Saved entries:
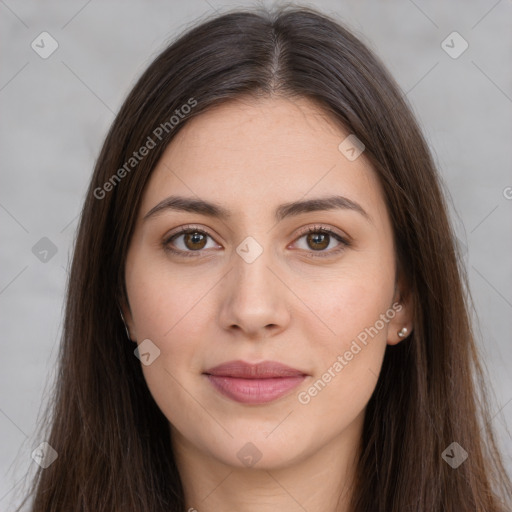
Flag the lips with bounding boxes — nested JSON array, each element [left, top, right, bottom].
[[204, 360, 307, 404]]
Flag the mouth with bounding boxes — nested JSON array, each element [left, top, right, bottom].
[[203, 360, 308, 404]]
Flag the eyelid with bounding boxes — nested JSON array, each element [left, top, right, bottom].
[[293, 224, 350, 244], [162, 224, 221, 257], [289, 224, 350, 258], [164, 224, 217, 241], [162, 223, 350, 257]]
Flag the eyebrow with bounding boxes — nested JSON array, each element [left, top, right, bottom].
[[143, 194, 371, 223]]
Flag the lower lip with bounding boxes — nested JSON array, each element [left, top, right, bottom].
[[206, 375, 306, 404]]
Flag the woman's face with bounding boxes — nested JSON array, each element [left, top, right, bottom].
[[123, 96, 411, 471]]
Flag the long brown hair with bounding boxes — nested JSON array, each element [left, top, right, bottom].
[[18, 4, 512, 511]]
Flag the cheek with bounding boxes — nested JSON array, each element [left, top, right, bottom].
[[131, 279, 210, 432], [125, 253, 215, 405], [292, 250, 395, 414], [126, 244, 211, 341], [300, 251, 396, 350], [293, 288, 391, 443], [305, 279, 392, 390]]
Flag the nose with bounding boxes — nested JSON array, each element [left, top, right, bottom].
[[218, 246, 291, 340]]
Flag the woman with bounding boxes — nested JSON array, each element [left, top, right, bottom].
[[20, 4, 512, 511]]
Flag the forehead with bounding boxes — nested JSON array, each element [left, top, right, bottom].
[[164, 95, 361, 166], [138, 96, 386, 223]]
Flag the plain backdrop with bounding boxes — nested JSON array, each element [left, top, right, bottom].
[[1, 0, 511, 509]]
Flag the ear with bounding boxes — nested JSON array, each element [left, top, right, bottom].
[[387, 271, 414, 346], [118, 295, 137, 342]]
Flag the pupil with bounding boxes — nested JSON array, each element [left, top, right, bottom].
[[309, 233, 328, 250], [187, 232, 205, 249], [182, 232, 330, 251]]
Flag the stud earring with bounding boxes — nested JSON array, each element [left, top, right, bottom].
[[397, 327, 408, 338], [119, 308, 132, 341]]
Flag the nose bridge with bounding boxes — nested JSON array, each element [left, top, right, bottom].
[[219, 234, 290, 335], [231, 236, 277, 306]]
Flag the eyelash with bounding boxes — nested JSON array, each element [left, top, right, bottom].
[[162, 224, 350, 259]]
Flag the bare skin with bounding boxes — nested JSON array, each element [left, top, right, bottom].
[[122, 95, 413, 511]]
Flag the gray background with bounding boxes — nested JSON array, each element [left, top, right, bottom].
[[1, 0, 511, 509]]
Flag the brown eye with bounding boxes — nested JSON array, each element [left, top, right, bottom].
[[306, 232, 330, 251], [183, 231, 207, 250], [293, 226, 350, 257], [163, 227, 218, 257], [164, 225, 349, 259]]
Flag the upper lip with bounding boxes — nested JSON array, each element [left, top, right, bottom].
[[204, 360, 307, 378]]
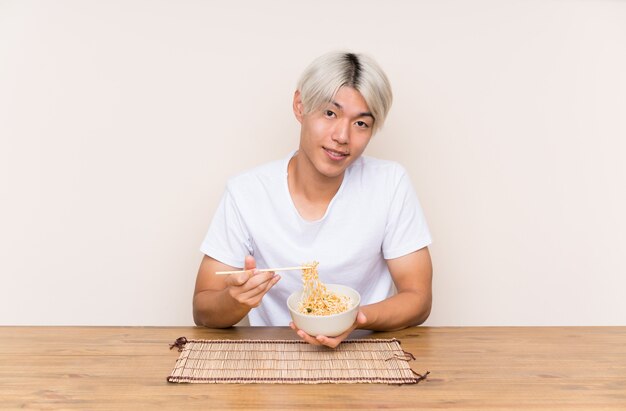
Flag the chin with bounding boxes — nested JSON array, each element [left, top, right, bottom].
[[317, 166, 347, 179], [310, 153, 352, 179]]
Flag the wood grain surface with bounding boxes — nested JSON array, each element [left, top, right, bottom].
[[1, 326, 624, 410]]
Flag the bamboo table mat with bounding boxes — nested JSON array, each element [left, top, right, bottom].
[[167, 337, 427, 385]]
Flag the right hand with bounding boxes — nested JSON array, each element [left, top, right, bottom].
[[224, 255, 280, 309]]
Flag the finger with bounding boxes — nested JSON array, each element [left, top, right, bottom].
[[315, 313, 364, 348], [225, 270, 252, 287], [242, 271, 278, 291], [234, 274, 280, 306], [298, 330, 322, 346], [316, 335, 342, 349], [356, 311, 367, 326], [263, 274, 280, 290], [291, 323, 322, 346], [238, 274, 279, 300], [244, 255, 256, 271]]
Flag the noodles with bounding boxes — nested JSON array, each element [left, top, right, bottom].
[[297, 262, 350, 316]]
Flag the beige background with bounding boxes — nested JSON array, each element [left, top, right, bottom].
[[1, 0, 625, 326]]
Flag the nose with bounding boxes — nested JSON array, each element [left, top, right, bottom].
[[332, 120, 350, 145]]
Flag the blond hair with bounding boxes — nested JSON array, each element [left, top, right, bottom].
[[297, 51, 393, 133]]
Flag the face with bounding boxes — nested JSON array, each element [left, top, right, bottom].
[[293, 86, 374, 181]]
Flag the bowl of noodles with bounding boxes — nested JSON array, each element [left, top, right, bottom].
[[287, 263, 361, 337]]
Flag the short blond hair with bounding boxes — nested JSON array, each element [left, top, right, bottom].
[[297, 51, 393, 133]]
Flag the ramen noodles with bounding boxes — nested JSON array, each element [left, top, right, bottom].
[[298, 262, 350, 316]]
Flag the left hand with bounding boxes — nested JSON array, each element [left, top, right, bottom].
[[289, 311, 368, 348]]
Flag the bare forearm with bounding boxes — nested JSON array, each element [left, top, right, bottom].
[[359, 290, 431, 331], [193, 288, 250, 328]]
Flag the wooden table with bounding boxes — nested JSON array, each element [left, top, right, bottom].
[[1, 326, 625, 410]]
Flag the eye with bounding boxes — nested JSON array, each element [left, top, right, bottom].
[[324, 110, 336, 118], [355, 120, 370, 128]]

#### To do
Without including any picture, print every record exactly as written above.

#### Solved exercise
Flag the lips with bounding boxes — nested JSON array, each element [left, top, right, bottom].
[[204, 360, 307, 404]]
Flag the mouth with bounding boxes — nested JSON array, each element [left, top, right, bottom].
[[203, 360, 308, 404]]
Flag the eyelid with bounding boxes — nested JSON array, each element [left, top, right, bottom].
[[293, 224, 350, 244], [162, 224, 221, 257], [289, 224, 350, 258], [164, 224, 217, 241], [162, 223, 350, 257]]
Flag the eyebrow with bounding boxes — nested JSON array, each element [left, top, right, bottom].
[[143, 194, 371, 223]]
Flag the lower lip with bounding boxes — nested JSON array, each element [left, top, right, bottom].
[[206, 375, 306, 404]]
Flag the woman's face with bounding boxes — nested JSON array, each element [left, top, right, bottom].
[[123, 96, 411, 471]]
Flag the long brown hair with bounding boxes — nested JSON array, each element [left, top, right, bottom].
[[18, 4, 512, 511]]
Flag the cheek with bounding boxes — nested JSON array, each element [left, top, right, bottom].
[[131, 279, 210, 432], [125, 253, 215, 405], [292, 250, 395, 414], [126, 244, 211, 341], [300, 251, 396, 350], [293, 288, 391, 443], [305, 279, 392, 390]]
Flag the nose with bounding boxes — nested JSON array, each element [left, top, right, bottom].
[[218, 246, 291, 340]]
Flag the woman with bounding boxes — nested JSON array, each element [left, top, right, bottom].
[[20, 4, 512, 511]]
Flag the forehead with bounding boxes — nested JSON array, each element [left, top, right, bottom].
[[164, 95, 361, 166], [138, 96, 386, 223]]
Flag the plain backdrop with bounding boxes — nested JSON array, each element [left, top, right, bottom].
[[1, 0, 511, 509]]
Flag the ear with bounding boxes — nested JSON array, each element [left, top, right, bottom].
[[387, 271, 414, 346], [118, 295, 137, 342]]
Flag the pupil with bounding boxes — nested JSON array, each element [left, top, right, bottom].
[[309, 233, 328, 250], [187, 232, 205, 249], [182, 232, 330, 251]]
Flag the stud earring with bounding boxes — nested JSON array, each element [left, top, right, bottom].
[[397, 327, 408, 338], [119, 308, 132, 341]]
Flag the nose bridge with bounding boxes — nested JSON array, each element [left, top, right, bottom].
[[219, 234, 290, 335], [231, 236, 277, 306]]
Flag the eyelash with bounding boxes — nested JSON array, each element [left, top, right, bottom].
[[162, 224, 350, 259]]
Flag the bare skin with bounding boxes — nested JSON array, each element [left, top, right, bottom].
[[122, 95, 413, 511]]
Flag the gray background with bounding boxes — nested JSON array, each element [left, top, right, bottom].
[[1, 0, 511, 509]]
Flag the brown eye with bounding boxes — nested JSON array, each element [left, top, right, bottom].
[[306, 232, 330, 251], [183, 231, 207, 250], [293, 226, 350, 257], [163, 227, 218, 257], [164, 225, 349, 259]]
Flag the upper lip with bounding boxes — nested JSON array, each element [left, top, right, bottom].
[[204, 360, 307, 378]]
Flag the chin with bounding boxes — nested JSON array, each element [left, top, right, bottom].
[[317, 166, 347, 179], [310, 153, 352, 179]]
Flag the wood grain surface with bounding boxes — nested JSON array, each element [left, top, right, bottom].
[[1, 326, 624, 410]]
Flag the bamboo table mat with bounding boxes — nested JSON array, each element [left, top, right, bottom].
[[167, 337, 427, 385]]
Flag the right hand with bounding boxes — nested JSON array, each element [left, top, right, bottom].
[[224, 255, 280, 309]]
Flag the finger with bounding boxes — nested JSON array, each element [left, top, right, bottom].
[[315, 313, 364, 348], [225, 270, 252, 287], [242, 271, 278, 291], [234, 274, 280, 306], [298, 330, 322, 346], [316, 335, 342, 349], [356, 311, 367, 326], [263, 274, 280, 290], [291, 323, 322, 346], [238, 274, 279, 300], [244, 255, 256, 271]]
Flag the noodles with bounding boxes — nested JSON array, each element [left, top, right, bottom].
[[297, 262, 350, 316]]
Flag the beige background with bounding boxes — nested JSON array, each element [left, top, right, bottom].
[[1, 0, 625, 326]]
Flag the nose with bounding boxes — nested JSON array, each element [left, top, right, bottom].
[[332, 120, 350, 145]]
Flag the blond hair with bounding boxes — nested JSON array, each element [left, top, right, bottom].
[[297, 51, 393, 133]]
Flag the face with bounding boxes — nested JSON array, each element [left, top, right, bottom].
[[293, 86, 374, 181]]
Flag the bowl of noodles with bounding boxes — nested JSON array, each element [left, top, right, bottom].
[[287, 263, 361, 337]]
Flag the short blond hair with bounding boxes — nested JSON array, each element [left, top, right, bottom].
[[297, 51, 393, 133]]
Flag the ramen noodles with bounding boxes — nested JSON array, each element [left, top, right, bottom].
[[298, 262, 350, 316]]
Flag the left hand with bounding boxes — nested JSON array, each element [left, top, right, bottom].
[[289, 311, 368, 348]]
Flag the bare forearm with bounding boxes — nested JSON array, each element [left, top, right, bottom].
[[359, 290, 431, 331], [193, 288, 250, 328]]
Flag the wooden table with bounding boxes — nested JSON array, each element [left, top, right, bottom].
[[1, 326, 625, 410]]
Flag the eye with bounding boxes — nested JSON array, each element [left, top, right, bottom].
[[324, 110, 336, 118], [355, 120, 370, 128]]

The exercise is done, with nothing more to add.